## [Excerpt]
Start of Block
An Italian study in the November issue of Radiology found that hysterosalpingography can provide useful information about tubal mucosal abnormalities. According to researchers from the departments of radiology, obstetrics and gynecology, and surgery at Università Cattolica del Sacro Cuore in Rome, the cobblestone pattern is an effective radiographic sign of intraluminal adhesions in hydrosalpinges.
The study also suggested that intraluminal disease in patent tubes might not always be excluded on normal hysterosalpingograms.
The authors’ objective was to compare the radiographic findings in the tubal ampullary tract and the direct view of the ampullary lumen to verify if, and by what signs, hysterosalpingography can be used to predict mucosal damage. Forty-one consecutive patients, ages 25-42 years, who were candidates for diagnostic or surgical laparoscopy for infertility, underwent hysterosalpingography and preoperative salpingoscopy.
The researchers performed hysterosalpingography in the proliferative phase of the cycle. They obtained one frontal radiograph and two radiographs in both the right- and the left-anterior oblique projections with fluoroscopic guidance during the injection of contrast medium. The images were evaluated by two radiologists.
"Thin longitudinal radiolucent bands in the ampullary tract were considered clear evidence of normal mucosa. The presence of rounded filling defects (cobblestone pattern) or the absence of radiolucent bands in the ampullary tract were considered abnormal," they wrote (Radiology, November 2000, Vol.217:2, pp.521-525).
End of Block
## [Task set]
**A)** For the passage on hysterosalpingography, state whether each statement agrees with the text, answering yes or no and quoting the deciding words: (i) The study appeared in the November issue of Radiology. (ii) Three radiologists evaluated the images. (iii) Hysterosalpingography was performed in the secretory phase of the cycle.
**B)** Reproduce verbatim the part of the passage on hysterosalpingography that begins at the words "An Italian study" and stops after the words "on normal hysterosalpingograms.".

## [Material provided]
Start of Block
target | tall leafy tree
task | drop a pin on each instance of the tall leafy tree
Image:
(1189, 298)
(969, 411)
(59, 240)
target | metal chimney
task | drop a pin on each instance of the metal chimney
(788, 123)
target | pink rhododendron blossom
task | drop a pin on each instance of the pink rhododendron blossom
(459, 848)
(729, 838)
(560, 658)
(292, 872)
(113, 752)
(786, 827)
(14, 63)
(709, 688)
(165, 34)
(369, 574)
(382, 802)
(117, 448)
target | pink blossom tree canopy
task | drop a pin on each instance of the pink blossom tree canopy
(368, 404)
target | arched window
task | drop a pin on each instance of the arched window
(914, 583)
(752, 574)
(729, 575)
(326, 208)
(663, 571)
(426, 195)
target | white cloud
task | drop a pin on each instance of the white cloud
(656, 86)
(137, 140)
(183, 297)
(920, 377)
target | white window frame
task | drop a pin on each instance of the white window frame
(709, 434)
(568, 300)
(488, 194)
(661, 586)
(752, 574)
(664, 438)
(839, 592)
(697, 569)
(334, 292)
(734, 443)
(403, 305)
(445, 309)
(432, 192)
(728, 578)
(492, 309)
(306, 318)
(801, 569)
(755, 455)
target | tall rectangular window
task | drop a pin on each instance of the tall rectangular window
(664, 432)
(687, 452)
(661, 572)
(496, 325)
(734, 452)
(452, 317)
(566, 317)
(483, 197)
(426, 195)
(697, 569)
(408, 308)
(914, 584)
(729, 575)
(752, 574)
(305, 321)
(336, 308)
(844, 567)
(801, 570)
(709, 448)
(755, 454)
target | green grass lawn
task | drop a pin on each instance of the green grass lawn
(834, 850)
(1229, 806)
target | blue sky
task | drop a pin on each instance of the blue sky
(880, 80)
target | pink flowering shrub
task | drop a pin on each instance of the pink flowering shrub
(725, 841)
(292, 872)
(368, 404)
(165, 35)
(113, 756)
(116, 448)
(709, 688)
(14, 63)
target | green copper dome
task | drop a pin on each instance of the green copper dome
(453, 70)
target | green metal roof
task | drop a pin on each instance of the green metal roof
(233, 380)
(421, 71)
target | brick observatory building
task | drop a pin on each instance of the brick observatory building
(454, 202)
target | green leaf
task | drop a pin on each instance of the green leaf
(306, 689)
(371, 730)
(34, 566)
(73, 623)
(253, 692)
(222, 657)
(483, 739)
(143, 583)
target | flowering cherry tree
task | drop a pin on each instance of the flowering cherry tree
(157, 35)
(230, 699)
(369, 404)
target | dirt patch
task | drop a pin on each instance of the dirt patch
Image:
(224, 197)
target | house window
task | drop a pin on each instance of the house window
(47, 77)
End of Block
## [Outputs by task]
**A)**
(i) Yes: "An Italian study in the November issue of Radiology"
(ii) No: "The images were evaluated by two radiologists."
(iii) No: "The researchers performed hysterosalpingography in the proliferative phase of the cycle."

**B)**
An Italian study in the November issue of Radiology found that hysterosalpingography can provide useful information about tubal mucosal abnormalities. According to researchers from the departments of radiology, obstetrics and gynecology, and surgery at Università Cattolica del Sacro Cuore in Rome, the cobblestone pattern is an effective radiographic sign of intraluminal adhesions in hydrosalpinges.
The study also suggested that intraluminal disease in patent tubes might not always be excluded on normal hysterosalpingograms.